[DOCUMENT EXCERPT]
Months after they brushed aside Republican attempts to change how the state’s emergency family shelter system works, Massachusetts House Democrats are now weighing a host of reforms to navigate the crisis.

At a caucus of House Democrats, state representatives privately discussed Governor Maura Healey’s proposal to drain $863 million from a state savings account to cover shelter system costs. Afterwards, state Representstive Aaron Michlewitz (D-North End), chairman of the House Ways and Means Committee, lawmakers need to think about “how this program is going to work long-term.”

House Speaker Ron Mariano (D-Quincy) said his team is discussing “a lot of different options” to balance the record level of shelter demand and ballooning costs with other realities, particularly the recent slowdown in tax collections that is creating budget pressure.

“We’re looking at a billion-dollar bill next year in the midst of declining revenues. Do you realize what that will do to us?” Mariano told reporters. “So we have to take a look at how we administer this program.”

Their remarks represent a shift from the fall, when the Massachusetts Legislature approved Governor Healey’s request for $250 million more in shelter funding. That spending measure required the administration to submit regular reports about the shelter system, but Democrats last year passed on the opportunity to make other major policy changes.

Republicans pushed last year to set some new limits on shelter access, such as by requiring applicants to live in Massachusetts for at least a year before gaining eligibility, and Democrats rejected their ideas.

Neither Mariano nor Michlewitz specified what kinds of changes to the emergency assistance shelter law they are now considering, though they said they are not interested in eliminating the underlying “right-to-shelter” policy.

“The right-to-shelter law has worked for 40 years. We’re continuing forward with the right-to-shelter law,” Michlewitz said. “How we manage the [emergency assistance] program going forward, I think, is up for discussion to be able to manage it and make it sufficient and sustainable long-term with no help coming from Washington. We’re going to have to look at some potential changes.”

[RECORDED DATA]
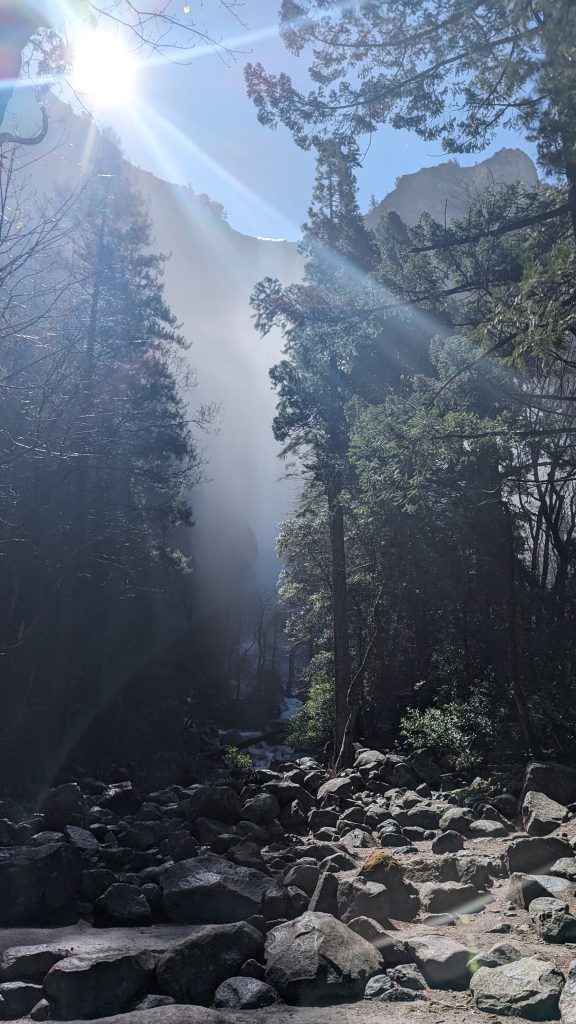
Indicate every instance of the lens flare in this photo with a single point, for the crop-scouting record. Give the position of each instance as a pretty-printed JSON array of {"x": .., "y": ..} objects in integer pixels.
[{"x": 104, "y": 69}]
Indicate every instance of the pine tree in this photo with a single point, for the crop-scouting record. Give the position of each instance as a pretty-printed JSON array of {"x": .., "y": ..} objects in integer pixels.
[{"x": 313, "y": 382}]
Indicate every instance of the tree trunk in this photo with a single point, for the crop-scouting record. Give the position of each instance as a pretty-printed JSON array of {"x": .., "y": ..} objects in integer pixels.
[
  {"x": 342, "y": 673},
  {"x": 513, "y": 652}
]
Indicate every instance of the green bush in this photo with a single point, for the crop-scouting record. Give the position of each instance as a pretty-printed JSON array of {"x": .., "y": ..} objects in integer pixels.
[
  {"x": 240, "y": 764},
  {"x": 313, "y": 726},
  {"x": 461, "y": 731}
]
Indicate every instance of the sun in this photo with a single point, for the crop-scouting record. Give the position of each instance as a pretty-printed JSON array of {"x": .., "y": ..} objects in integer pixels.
[{"x": 104, "y": 71}]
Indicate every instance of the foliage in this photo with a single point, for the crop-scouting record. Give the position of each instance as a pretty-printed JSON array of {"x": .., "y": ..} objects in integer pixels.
[
  {"x": 240, "y": 764},
  {"x": 313, "y": 726}
]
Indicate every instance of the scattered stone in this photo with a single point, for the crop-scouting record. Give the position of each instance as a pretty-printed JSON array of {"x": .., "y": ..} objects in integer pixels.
[
  {"x": 541, "y": 815},
  {"x": 529, "y": 988},
  {"x": 244, "y": 993},
  {"x": 317, "y": 958},
  {"x": 448, "y": 842},
  {"x": 408, "y": 976},
  {"x": 97, "y": 986},
  {"x": 39, "y": 885},
  {"x": 444, "y": 962},
  {"x": 551, "y": 920},
  {"x": 211, "y": 890},
  {"x": 192, "y": 971},
  {"x": 377, "y": 985},
  {"x": 121, "y": 798},
  {"x": 535, "y": 855}
]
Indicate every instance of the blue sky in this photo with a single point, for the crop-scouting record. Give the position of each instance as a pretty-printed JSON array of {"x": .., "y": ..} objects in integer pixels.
[{"x": 199, "y": 128}]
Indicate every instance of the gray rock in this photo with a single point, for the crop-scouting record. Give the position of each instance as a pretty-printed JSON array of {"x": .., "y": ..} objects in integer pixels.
[
  {"x": 391, "y": 948},
  {"x": 262, "y": 809},
  {"x": 65, "y": 805},
  {"x": 361, "y": 898},
  {"x": 210, "y": 890},
  {"x": 123, "y": 904},
  {"x": 535, "y": 855},
  {"x": 192, "y": 971},
  {"x": 568, "y": 997},
  {"x": 448, "y": 842},
  {"x": 551, "y": 920},
  {"x": 444, "y": 962},
  {"x": 408, "y": 976},
  {"x": 244, "y": 993},
  {"x": 564, "y": 868},
  {"x": 541, "y": 815},
  {"x": 17, "y": 998},
  {"x": 377, "y": 985},
  {"x": 554, "y": 780},
  {"x": 29, "y": 963},
  {"x": 497, "y": 955},
  {"x": 335, "y": 788},
  {"x": 449, "y": 897},
  {"x": 121, "y": 798},
  {"x": 152, "y": 1001},
  {"x": 98, "y": 985},
  {"x": 39, "y": 885},
  {"x": 218, "y": 802},
  {"x": 529, "y": 988},
  {"x": 524, "y": 888},
  {"x": 317, "y": 958},
  {"x": 401, "y": 994},
  {"x": 166, "y": 1015}
]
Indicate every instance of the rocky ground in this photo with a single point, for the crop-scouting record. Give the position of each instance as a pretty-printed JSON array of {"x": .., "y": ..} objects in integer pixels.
[{"x": 384, "y": 894}]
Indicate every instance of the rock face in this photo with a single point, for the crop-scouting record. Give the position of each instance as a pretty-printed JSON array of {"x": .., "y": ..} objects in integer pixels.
[
  {"x": 39, "y": 885},
  {"x": 192, "y": 971},
  {"x": 210, "y": 890},
  {"x": 449, "y": 188},
  {"x": 540, "y": 814},
  {"x": 554, "y": 780},
  {"x": 528, "y": 988},
  {"x": 317, "y": 958},
  {"x": 96, "y": 986},
  {"x": 444, "y": 962}
]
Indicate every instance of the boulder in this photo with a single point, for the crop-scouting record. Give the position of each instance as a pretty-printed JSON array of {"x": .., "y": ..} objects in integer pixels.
[
  {"x": 192, "y": 971},
  {"x": 536, "y": 854},
  {"x": 377, "y": 985},
  {"x": 98, "y": 985},
  {"x": 497, "y": 955},
  {"x": 568, "y": 997},
  {"x": 39, "y": 885},
  {"x": 408, "y": 976},
  {"x": 210, "y": 890},
  {"x": 262, "y": 809},
  {"x": 29, "y": 963},
  {"x": 540, "y": 814},
  {"x": 244, "y": 993},
  {"x": 551, "y": 920},
  {"x": 446, "y": 897},
  {"x": 17, "y": 998},
  {"x": 529, "y": 988},
  {"x": 525, "y": 888},
  {"x": 121, "y": 798},
  {"x": 552, "y": 779},
  {"x": 448, "y": 842},
  {"x": 218, "y": 802},
  {"x": 335, "y": 790},
  {"x": 317, "y": 958},
  {"x": 444, "y": 962},
  {"x": 359, "y": 897},
  {"x": 163, "y": 1015},
  {"x": 123, "y": 904},
  {"x": 65, "y": 805}
]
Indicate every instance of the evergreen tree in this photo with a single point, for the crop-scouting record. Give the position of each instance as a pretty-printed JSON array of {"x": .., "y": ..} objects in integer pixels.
[{"x": 313, "y": 381}]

[YOUR TASKS]
1) Reproduce word for word the stretch of the Massachusetts shelter passage from "House Speaker Ron" through "major policy changes.".
2) Condense the paragraph of the Massachusetts shelter passage that begins "Their remarks represent a shift" into a shorter version that keeps its main facts.
Answer using only the Massachusetts shelter passage.

[SOLUTIONS TO THE TASKS]
1)
House Speaker Ron Mariano (D-Quincy) said his team is discussing “a lot of different options” to balance the record level of shelter demand and ballooning costs with other realities, particularly the recent slowdown in tax collections that is creating budget pressure.

“We’re looking at a billion-dollar bill next year in the midst of declining revenues. Do you realize what that will do to us?” Mariano told reporters. “So we have to take a look at how we administer this program.”

Their remarks represent a shift from the fall, when the Massachusetts Legislature approved Governor Healey’s request for $250 million more in shelter funding. That spending measure required the administration to submit regular reports about the shelter system, but Democrats last year passed on the opportunity to make other major policy changes.

2) This marks a shift from last fall. At that time, the Legislature approved Governor Healey's request for $250 million more in shelter funding and required regular reports on the system, but Democrats made no other major policy changes.